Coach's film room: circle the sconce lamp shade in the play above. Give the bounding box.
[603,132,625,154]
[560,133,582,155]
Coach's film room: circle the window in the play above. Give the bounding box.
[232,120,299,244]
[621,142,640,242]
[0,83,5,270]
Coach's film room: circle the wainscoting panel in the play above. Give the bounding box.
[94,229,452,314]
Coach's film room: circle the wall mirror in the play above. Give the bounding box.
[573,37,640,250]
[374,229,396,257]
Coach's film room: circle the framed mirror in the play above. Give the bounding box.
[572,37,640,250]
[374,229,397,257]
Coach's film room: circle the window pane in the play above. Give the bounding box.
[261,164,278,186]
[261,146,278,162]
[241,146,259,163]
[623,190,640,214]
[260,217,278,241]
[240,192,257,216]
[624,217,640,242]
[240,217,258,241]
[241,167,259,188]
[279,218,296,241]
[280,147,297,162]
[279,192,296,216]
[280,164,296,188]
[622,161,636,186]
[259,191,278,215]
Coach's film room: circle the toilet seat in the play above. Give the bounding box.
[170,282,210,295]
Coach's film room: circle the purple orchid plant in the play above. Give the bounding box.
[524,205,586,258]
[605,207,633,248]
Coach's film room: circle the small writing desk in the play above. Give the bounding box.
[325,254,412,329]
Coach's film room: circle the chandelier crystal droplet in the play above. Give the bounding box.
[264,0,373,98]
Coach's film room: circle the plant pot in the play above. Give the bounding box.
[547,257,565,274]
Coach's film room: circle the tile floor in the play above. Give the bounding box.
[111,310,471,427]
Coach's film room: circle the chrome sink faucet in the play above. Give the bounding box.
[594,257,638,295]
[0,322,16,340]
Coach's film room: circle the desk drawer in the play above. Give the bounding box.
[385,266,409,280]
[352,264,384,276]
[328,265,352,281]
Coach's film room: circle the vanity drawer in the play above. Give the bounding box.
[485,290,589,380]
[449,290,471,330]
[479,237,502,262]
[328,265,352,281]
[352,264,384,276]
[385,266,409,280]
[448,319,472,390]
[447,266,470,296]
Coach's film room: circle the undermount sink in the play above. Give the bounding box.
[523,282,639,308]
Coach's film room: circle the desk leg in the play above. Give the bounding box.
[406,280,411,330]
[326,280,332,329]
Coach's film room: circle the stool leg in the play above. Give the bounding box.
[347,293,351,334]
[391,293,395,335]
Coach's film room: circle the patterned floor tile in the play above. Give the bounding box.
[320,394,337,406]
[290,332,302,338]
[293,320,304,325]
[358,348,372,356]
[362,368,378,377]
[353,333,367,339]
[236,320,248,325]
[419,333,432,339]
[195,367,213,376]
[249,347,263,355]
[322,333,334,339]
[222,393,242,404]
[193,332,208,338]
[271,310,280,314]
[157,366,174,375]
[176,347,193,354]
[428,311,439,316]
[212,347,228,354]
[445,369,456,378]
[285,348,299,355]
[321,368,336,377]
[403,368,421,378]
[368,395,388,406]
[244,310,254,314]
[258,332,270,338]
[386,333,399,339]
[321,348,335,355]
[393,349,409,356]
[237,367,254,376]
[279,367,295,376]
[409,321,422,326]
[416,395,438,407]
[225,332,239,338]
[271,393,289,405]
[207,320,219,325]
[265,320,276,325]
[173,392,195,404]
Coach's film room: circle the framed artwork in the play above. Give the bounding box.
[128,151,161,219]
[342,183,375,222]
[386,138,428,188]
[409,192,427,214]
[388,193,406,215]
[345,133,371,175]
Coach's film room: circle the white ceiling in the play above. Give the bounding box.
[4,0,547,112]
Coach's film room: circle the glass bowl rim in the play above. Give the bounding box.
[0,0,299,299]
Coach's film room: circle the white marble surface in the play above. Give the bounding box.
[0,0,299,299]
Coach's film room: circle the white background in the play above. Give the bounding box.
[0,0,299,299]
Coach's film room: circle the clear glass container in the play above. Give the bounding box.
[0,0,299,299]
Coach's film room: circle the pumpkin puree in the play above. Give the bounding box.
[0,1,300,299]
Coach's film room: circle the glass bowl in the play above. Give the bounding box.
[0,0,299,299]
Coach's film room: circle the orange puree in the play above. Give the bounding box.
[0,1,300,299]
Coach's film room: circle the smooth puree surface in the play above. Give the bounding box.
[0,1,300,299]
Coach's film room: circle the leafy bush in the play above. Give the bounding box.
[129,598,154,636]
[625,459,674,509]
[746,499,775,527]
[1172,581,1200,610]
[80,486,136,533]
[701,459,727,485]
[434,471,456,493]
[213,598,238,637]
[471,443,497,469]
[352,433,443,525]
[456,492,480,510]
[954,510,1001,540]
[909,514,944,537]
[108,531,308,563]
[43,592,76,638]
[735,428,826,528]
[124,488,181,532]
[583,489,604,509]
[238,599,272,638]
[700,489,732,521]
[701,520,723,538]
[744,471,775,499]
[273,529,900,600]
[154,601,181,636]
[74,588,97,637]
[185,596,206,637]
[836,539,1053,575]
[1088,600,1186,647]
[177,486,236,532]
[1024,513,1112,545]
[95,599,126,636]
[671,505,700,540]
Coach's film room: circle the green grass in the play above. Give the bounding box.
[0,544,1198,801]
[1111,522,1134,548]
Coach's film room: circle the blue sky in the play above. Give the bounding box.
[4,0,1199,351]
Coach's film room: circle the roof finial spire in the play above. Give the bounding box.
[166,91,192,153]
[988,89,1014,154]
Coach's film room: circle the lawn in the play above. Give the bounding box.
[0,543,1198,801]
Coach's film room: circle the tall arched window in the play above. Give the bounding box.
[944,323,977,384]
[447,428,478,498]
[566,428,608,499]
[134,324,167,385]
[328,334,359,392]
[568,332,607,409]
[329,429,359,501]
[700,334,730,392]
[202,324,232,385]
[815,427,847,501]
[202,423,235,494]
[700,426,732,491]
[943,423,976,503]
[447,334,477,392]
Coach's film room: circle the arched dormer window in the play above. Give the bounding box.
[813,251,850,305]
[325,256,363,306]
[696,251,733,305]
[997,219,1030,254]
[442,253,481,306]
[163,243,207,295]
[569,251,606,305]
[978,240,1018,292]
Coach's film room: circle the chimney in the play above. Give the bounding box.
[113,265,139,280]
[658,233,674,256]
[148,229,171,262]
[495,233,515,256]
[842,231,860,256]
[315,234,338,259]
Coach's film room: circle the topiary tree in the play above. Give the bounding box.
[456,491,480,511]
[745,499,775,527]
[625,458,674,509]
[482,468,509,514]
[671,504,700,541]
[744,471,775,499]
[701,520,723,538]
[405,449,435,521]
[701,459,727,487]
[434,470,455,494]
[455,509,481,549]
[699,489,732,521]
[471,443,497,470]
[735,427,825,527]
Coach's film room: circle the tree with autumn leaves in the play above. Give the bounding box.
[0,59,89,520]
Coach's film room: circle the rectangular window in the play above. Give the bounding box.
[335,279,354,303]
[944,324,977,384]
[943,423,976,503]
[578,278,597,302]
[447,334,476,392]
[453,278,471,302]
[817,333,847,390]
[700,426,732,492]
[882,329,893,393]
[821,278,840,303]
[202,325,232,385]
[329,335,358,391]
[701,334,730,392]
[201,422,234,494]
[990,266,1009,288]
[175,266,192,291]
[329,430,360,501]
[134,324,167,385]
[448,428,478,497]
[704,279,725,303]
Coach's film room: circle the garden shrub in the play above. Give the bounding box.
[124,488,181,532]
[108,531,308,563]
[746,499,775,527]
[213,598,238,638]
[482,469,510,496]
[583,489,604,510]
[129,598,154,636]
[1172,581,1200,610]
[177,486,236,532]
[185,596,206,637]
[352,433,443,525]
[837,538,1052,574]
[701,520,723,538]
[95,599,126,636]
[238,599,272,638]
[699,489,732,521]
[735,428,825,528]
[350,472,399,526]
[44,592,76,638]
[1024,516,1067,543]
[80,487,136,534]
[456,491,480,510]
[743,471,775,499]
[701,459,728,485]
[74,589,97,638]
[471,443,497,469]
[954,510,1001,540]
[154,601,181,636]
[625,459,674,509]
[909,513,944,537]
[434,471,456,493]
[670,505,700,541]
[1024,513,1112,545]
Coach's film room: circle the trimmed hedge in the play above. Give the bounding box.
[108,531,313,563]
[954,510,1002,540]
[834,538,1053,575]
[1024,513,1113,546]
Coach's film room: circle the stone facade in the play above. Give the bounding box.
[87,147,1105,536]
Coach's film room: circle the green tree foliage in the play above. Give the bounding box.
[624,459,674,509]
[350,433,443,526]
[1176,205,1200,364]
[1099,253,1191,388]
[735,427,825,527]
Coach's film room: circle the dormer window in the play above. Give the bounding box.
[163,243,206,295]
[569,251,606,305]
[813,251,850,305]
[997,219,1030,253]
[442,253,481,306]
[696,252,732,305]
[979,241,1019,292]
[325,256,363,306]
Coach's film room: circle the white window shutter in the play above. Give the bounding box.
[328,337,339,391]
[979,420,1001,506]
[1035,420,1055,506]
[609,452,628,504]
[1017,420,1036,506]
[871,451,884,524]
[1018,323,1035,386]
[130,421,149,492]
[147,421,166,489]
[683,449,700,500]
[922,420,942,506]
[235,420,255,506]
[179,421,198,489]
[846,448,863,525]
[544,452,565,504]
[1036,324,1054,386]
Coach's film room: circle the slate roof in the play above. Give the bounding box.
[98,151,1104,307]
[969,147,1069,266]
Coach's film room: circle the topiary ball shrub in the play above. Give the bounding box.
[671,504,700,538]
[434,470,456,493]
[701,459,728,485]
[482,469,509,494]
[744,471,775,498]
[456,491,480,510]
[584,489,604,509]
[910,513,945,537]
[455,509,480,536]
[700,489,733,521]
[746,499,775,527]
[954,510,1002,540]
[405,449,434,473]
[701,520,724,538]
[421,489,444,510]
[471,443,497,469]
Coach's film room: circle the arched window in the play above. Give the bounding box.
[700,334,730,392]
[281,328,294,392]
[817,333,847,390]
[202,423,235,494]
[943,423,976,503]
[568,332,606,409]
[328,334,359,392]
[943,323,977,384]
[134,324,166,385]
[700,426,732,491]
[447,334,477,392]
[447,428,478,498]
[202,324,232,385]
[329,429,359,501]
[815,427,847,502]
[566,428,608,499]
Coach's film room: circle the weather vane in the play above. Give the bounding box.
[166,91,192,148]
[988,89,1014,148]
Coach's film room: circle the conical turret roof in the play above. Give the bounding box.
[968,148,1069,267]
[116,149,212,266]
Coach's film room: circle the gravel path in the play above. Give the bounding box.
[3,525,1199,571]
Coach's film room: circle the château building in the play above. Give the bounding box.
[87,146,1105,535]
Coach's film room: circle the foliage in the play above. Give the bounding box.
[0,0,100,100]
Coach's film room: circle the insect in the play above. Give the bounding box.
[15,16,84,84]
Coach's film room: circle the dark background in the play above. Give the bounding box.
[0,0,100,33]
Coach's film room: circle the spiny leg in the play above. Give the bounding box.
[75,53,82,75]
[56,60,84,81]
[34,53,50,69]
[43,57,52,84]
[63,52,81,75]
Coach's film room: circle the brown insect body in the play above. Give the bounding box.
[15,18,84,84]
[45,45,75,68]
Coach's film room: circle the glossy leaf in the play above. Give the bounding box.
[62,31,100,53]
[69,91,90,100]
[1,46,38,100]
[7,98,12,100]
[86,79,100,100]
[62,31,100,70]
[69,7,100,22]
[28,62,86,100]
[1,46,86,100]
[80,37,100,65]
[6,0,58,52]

##############################

Could you restate, word for word, every line from the one containing "Coach's film room: circle the gravel" through the last line of the records above, and nothing more?

Coach's film room: circle the gravel path in the play above. Give the bounding box.
[3,525,1199,571]
Coach's film room: circle the château building in the play above. Give the bounding box.
[87,146,1105,535]
Coach's film room: circle the foliage in the play above. Give the bounding box.
[0,0,100,100]
Coach's film room: circle the insect in the play above. Give the bounding box.
[15,16,84,84]
Coach's film room: circle the dark background in the play above. Give the bounding box.
[0,0,100,33]
Coach's film room: circle the spiny leg in the play above. Give the bounding box.
[75,53,82,75]
[56,60,84,81]
[34,53,50,69]
[43,57,52,84]
[63,52,81,75]
Coach's film room: circle the brown insect body in the play above. Give the bounding box.
[15,18,84,84]
[45,45,75,68]
Coach's film room: circle the glossy leaf in the play above. Give the bounding box.
[62,31,100,53]
[69,91,90,100]
[1,46,38,100]
[7,98,12,100]
[86,79,100,100]
[62,31,100,70]
[69,7,100,22]
[28,62,86,100]
[1,46,86,100]
[80,37,100,65]
[6,0,58,52]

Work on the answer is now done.